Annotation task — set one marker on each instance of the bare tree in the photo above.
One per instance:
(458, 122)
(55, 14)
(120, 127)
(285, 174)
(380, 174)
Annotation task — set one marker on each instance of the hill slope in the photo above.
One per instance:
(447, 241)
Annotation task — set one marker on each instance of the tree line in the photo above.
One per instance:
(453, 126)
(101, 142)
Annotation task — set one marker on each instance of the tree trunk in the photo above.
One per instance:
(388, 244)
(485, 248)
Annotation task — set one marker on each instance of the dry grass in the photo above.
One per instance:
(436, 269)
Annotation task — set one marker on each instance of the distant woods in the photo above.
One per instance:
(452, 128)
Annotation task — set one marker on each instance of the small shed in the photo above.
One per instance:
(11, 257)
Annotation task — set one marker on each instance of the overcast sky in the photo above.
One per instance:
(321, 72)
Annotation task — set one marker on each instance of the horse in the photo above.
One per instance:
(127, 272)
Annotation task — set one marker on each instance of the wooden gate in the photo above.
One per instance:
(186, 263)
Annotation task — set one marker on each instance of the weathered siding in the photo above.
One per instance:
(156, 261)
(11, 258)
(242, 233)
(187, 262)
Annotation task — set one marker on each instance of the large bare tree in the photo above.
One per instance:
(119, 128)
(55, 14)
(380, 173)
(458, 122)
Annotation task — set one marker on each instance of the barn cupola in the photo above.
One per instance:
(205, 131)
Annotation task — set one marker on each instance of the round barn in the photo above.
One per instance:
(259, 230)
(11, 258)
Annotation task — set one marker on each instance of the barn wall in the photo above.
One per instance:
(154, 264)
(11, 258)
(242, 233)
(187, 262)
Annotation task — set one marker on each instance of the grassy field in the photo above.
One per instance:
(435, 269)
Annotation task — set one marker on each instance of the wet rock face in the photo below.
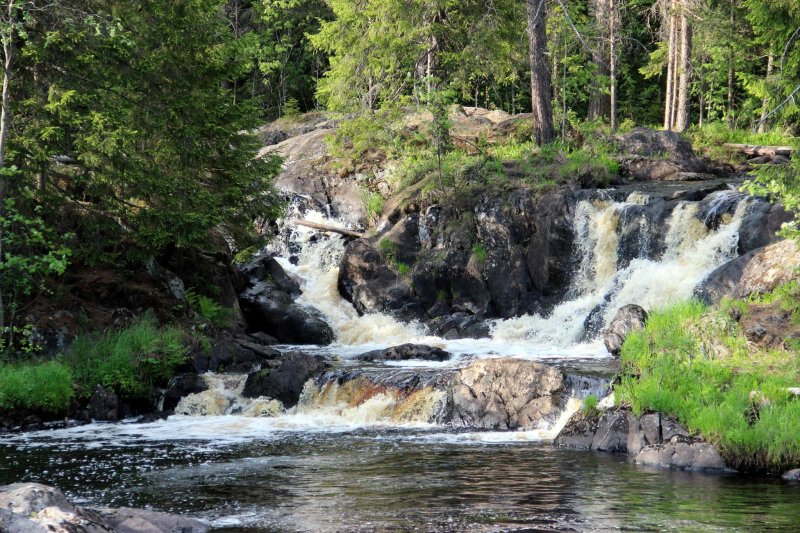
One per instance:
(269, 307)
(628, 318)
(651, 439)
(405, 352)
(756, 272)
(505, 394)
(285, 381)
(35, 508)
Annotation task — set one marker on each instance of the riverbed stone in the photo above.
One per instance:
(404, 352)
(792, 475)
(629, 318)
(612, 432)
(37, 508)
(285, 381)
(680, 454)
(505, 394)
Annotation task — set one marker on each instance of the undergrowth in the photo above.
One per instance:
(693, 362)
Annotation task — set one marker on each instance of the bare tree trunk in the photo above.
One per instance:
(762, 124)
(671, 53)
(612, 61)
(599, 102)
(5, 122)
(729, 111)
(543, 131)
(682, 111)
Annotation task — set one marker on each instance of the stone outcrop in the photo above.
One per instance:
(405, 352)
(285, 381)
(651, 439)
(650, 155)
(758, 271)
(35, 508)
(269, 306)
(505, 394)
(628, 318)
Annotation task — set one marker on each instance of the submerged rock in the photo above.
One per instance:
(285, 381)
(506, 394)
(628, 318)
(681, 454)
(36, 508)
(756, 272)
(405, 352)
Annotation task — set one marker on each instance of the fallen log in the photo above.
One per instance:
(756, 150)
(331, 229)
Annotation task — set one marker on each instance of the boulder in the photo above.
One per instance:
(579, 432)
(104, 404)
(36, 508)
(405, 352)
(285, 381)
(180, 386)
(628, 318)
(269, 308)
(506, 394)
(680, 454)
(612, 432)
(792, 475)
(758, 271)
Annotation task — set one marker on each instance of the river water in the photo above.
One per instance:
(337, 466)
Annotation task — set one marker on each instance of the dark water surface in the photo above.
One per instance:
(411, 480)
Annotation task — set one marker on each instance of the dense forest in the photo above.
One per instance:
(128, 128)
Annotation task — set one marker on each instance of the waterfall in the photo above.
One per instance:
(692, 250)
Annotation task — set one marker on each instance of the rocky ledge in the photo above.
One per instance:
(652, 439)
(35, 508)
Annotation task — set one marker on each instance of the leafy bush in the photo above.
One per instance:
(41, 387)
(479, 250)
(130, 361)
(209, 309)
(590, 405)
(694, 363)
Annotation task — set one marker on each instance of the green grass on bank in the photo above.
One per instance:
(41, 387)
(130, 361)
(710, 139)
(694, 363)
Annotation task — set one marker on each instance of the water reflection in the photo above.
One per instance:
(400, 480)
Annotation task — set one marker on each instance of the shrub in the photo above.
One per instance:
(479, 250)
(694, 363)
(38, 386)
(130, 361)
(209, 310)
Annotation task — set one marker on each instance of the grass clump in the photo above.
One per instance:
(39, 386)
(693, 362)
(130, 361)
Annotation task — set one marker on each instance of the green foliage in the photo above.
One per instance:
(44, 387)
(373, 201)
(131, 361)
(479, 251)
(781, 182)
(694, 363)
(209, 309)
(32, 252)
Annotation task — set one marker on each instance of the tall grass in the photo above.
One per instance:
(693, 363)
(41, 387)
(130, 361)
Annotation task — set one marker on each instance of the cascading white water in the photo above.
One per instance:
(317, 272)
(692, 250)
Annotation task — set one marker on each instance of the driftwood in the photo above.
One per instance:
(755, 150)
(332, 229)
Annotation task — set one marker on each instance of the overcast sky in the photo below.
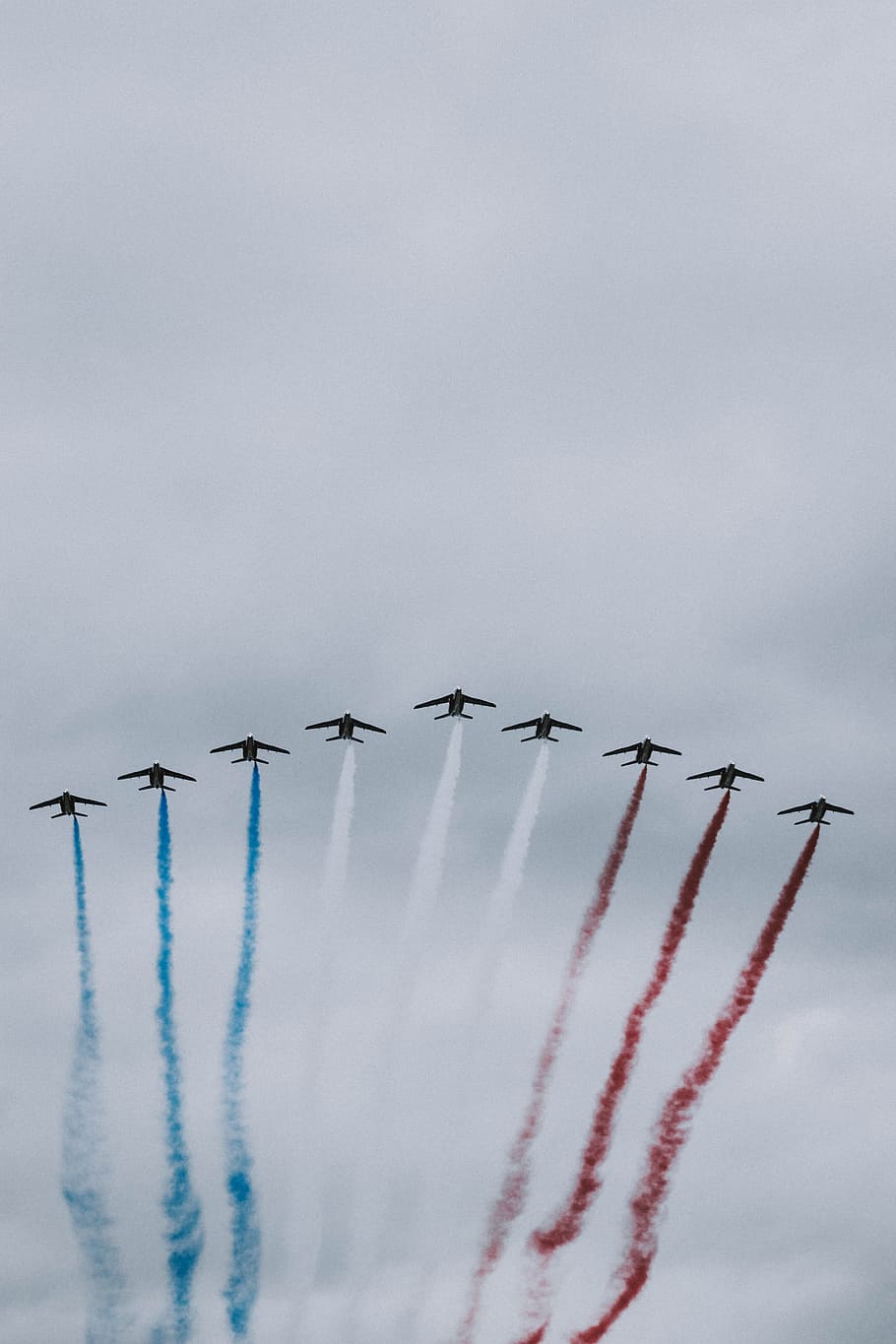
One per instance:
(351, 352)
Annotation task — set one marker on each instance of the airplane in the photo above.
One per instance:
(158, 774)
(456, 702)
(815, 810)
(66, 801)
(542, 728)
(249, 746)
(644, 751)
(727, 776)
(346, 728)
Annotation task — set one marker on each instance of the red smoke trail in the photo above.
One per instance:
(567, 1225)
(671, 1130)
(516, 1178)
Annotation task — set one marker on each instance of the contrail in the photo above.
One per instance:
(398, 1027)
(673, 1125)
(319, 1000)
(567, 1225)
(516, 1179)
(181, 1208)
(84, 1177)
(500, 908)
(244, 1255)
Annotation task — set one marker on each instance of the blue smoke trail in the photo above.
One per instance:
(244, 1255)
(82, 1145)
(181, 1208)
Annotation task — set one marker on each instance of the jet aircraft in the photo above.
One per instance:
(158, 774)
(727, 776)
(542, 728)
(815, 810)
(456, 702)
(250, 746)
(66, 802)
(344, 728)
(644, 751)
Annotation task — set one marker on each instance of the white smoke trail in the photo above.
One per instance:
(502, 899)
(319, 1005)
(432, 1181)
(398, 1031)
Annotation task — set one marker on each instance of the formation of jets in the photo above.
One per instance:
(456, 702)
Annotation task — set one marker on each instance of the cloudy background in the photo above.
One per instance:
(354, 351)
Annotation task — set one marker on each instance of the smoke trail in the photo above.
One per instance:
(84, 1175)
(502, 899)
(516, 1179)
(181, 1208)
(319, 1004)
(430, 861)
(244, 1255)
(567, 1225)
(673, 1125)
(398, 1027)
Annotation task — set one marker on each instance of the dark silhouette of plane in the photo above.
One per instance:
(727, 776)
(644, 751)
(344, 728)
(66, 802)
(158, 774)
(815, 810)
(456, 702)
(542, 728)
(250, 747)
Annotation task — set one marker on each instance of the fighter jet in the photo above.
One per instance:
(727, 776)
(542, 728)
(158, 774)
(456, 702)
(815, 810)
(250, 746)
(644, 751)
(346, 728)
(66, 802)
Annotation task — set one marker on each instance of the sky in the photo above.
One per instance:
(351, 352)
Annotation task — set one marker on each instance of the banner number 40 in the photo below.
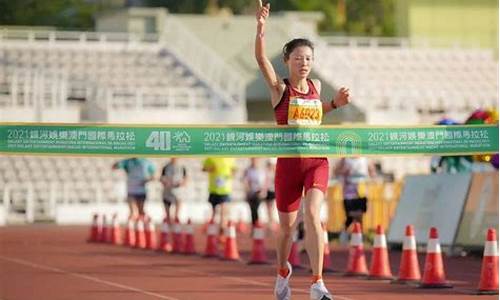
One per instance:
(159, 140)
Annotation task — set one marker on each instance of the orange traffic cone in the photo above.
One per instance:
(258, 255)
(327, 260)
(409, 269)
(434, 275)
(130, 233)
(116, 233)
(211, 246)
(140, 236)
(488, 284)
(379, 267)
(356, 263)
(189, 239)
(230, 247)
(294, 256)
(164, 244)
(177, 237)
(94, 230)
(103, 237)
(150, 234)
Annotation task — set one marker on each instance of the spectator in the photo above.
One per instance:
(139, 172)
(220, 184)
(254, 181)
(174, 178)
(351, 172)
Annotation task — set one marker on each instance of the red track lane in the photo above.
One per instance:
(55, 262)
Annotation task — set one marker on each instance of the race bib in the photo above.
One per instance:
(304, 111)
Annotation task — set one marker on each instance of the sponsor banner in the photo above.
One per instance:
(244, 140)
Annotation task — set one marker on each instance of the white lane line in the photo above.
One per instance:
(90, 278)
(230, 278)
(191, 271)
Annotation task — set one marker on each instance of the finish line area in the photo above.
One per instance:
(57, 263)
(244, 140)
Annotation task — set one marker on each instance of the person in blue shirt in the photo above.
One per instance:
(139, 172)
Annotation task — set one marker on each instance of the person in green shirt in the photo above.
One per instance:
(220, 184)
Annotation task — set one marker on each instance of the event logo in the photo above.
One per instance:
(348, 143)
(169, 141)
(182, 141)
(159, 141)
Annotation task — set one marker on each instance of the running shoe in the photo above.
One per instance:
(319, 291)
(282, 289)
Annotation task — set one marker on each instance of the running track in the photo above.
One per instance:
(55, 262)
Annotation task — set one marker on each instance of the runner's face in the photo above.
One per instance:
(300, 62)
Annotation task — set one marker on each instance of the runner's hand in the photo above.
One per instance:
(262, 12)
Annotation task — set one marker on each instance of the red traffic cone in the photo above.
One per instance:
(130, 233)
(230, 247)
(241, 226)
(103, 237)
(150, 234)
(211, 246)
(258, 255)
(189, 239)
(164, 244)
(116, 233)
(140, 235)
(94, 230)
(488, 284)
(434, 275)
(294, 256)
(380, 267)
(327, 260)
(177, 237)
(409, 269)
(356, 263)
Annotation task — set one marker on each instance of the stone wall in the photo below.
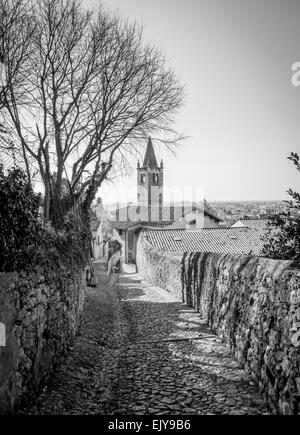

________

**Problem requirements:** Can you echo the items from the line with "white water in the photo above." to the line with "(516, 1178)", both ends included, and leave the pictures out?

**Solution for this task:**
Annotation task — set one marker on each instance of the cascading white water in the photo above.
One per instance:
(317, 272)
(692, 250)
Annotation task — set one marker on each instance of the driftwood in the photo above.
One per instance:
(755, 150)
(332, 229)
Annotation task — set one marker on each instance of the overcast sky in the photo below.
One per instance:
(351, 352)
Annotation task — set one marker on each instance of the airplane in the photo above.
One per instance:
(158, 774)
(456, 702)
(815, 810)
(66, 801)
(542, 728)
(249, 746)
(644, 751)
(727, 776)
(346, 728)
Annotation task — set one marker on each instance of the red smoke trail in the photo above.
One per instance:
(567, 1225)
(671, 1130)
(516, 1178)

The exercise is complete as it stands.